◆ Task prompt ◆
Please restate the data that follows, leaving every word in place.

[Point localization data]
.....
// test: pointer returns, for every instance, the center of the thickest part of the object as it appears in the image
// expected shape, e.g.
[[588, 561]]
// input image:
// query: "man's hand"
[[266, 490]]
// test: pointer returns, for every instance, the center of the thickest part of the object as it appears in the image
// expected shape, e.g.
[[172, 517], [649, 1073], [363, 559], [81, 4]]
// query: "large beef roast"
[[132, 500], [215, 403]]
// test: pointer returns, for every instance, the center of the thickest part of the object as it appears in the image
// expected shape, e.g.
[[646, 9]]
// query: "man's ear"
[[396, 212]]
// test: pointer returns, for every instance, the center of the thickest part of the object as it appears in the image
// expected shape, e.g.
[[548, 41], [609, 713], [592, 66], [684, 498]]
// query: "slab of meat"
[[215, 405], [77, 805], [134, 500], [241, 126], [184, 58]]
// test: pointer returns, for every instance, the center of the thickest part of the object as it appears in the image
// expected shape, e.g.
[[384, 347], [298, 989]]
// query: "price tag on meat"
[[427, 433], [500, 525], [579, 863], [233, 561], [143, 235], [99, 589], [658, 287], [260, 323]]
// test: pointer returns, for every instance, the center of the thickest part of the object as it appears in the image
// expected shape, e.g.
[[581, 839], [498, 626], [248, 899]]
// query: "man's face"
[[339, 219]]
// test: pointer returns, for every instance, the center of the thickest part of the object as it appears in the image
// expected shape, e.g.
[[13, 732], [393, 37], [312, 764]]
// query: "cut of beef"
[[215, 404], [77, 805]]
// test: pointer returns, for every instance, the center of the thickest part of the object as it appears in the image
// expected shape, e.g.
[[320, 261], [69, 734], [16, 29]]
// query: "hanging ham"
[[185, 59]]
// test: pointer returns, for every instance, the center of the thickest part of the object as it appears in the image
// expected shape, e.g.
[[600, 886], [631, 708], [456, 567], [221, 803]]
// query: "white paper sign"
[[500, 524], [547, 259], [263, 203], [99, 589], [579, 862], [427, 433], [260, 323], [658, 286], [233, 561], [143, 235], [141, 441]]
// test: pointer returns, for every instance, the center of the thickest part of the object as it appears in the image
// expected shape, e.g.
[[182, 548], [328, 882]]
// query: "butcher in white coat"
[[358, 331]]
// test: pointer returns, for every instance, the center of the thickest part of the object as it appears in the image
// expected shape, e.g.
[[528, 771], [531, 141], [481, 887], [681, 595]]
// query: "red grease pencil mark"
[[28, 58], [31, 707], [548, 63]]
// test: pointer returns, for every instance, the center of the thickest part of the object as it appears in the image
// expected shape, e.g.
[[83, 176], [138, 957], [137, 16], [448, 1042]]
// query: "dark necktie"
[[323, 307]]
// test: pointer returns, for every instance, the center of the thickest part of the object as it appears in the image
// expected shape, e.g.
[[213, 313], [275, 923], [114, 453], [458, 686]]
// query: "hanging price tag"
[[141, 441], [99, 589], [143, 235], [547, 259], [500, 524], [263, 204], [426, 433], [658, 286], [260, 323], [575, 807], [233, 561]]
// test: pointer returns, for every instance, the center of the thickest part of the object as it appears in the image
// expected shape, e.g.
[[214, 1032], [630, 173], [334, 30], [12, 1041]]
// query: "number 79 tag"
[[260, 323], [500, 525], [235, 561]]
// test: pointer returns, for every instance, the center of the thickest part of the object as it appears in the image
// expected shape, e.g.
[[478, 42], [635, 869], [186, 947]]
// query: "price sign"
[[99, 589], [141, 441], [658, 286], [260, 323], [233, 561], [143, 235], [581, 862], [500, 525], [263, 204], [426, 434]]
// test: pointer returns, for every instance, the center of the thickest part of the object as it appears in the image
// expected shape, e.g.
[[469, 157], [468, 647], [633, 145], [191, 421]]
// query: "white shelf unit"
.....
◆ Written answer ◆
// test: pointer returns, for every instance, the center of the thickest part of the object as it appears in the image
// expected shape, e.g.
[[588, 561]]
// input image:
// query: "man's hand"
[[266, 490]]
// test: pointer returns, for every instance, the center of the thickest part of the object as it appears in the image
// expected shape, e.g.
[[172, 517], [649, 1073], [363, 559], [81, 4]]
// query: "large beef roast"
[[132, 500], [215, 403]]
// test: pointer returns, for every instance, the center of the thickest part of the object as it appears in the image
// expected shape, e.g.
[[646, 9]]
// query: "man's ear"
[[396, 212]]
// test: pointer returns, for every instance, the center of the thickest part of the object as it appears in the image
// expected shape, e.g.
[[548, 41], [609, 713], [592, 66], [684, 498]]
// query: "slab of meat"
[[215, 405], [77, 805], [134, 500], [241, 126], [184, 58]]
// test: pointer returns, for every instance, the center of the thickest part of the object as it appears in the image
// expected shape, e.g.
[[384, 347], [298, 989]]
// query: "price tag on meat"
[[427, 433], [500, 525], [579, 863], [233, 561], [143, 235], [99, 589], [658, 287], [260, 323]]
// test: pointer returns, for every instance, the center of the thickest part of the object as it appears in the image
// expected shape, e.g.
[[581, 839], [498, 626], [248, 899]]
// query: "man's face"
[[339, 219]]
// test: pointer returns, for every instance, the center of the thickest part of the object as it appears in the image
// expected shape, e.g.
[[13, 732], [393, 37], [312, 764]]
// query: "cut of beef"
[[215, 404], [77, 805]]
// test: pointer returns, for every instance, the center of the thickest part of the object as it appears in the image
// expected shape, e.g.
[[320, 261], [69, 734], [16, 29]]
// query: "hanging ham"
[[185, 59]]
// test: pointer returns, for every instance, the center of the thickest part of the object as it appears in the image
// expected shape, e.g.
[[600, 886], [631, 708], [456, 567], [221, 803]]
// query: "white paper sign"
[[500, 524], [547, 259], [263, 203], [99, 589], [579, 862], [427, 433], [260, 323], [658, 286], [233, 561], [143, 235], [141, 441]]
// test: pointer returns, for every instance, the center of the thickest part of the object as it appears in the image
// expected shape, e.g.
[[182, 548], [328, 882]]
// query: "butcher in white coat"
[[358, 331]]
// test: pointer returns, for every instance, the center of the thickest part of the object as it appears in the image
// expected shape, e.g.
[[528, 771], [531, 141], [481, 887], [681, 595]]
// query: "red grease pencil mark"
[[28, 58], [31, 707], [548, 63]]
// test: pointer returns, for every instance, the center of the thickest part of the object as it appears in the image
// expected shape, e.g.
[[83, 176], [138, 957], [137, 16], [448, 1042]]
// query: "dark necktie"
[[323, 307]]
// test: pointer returns, for every instance, the center of the thickest part of the object as it appears in the image
// expected shape, e.g.
[[213, 313], [275, 923], [114, 453], [458, 686]]
// query: "hanging price tag"
[[141, 441], [99, 589], [143, 235], [547, 259], [500, 524], [263, 204], [426, 433], [658, 286], [260, 323], [575, 807], [233, 561]]
// test: pointer returns, for every instance, the center of the thickest part of the object as it appears in the image
// expected shape, e.g.
[[214, 1032], [630, 173], [334, 30], [12, 1041]]
// query: "number 79 tag"
[[260, 323], [500, 525], [235, 561]]
// test: pointer returns, for every instance, the center of the thickest part of the object as it appears in the image
// expected shape, e.g.
[[478, 42], [635, 869], [186, 947]]
// query: "price sign"
[[99, 589], [141, 441], [658, 286], [260, 323], [233, 561], [143, 235], [581, 862], [500, 525], [263, 204], [426, 434]]
// test: pointer returns, for every instance, the center of the thickest part of the object as it appears in the image
// expected shape, e.g.
[[469, 157], [468, 647], [633, 145], [191, 421]]
// query: "white shelf unit"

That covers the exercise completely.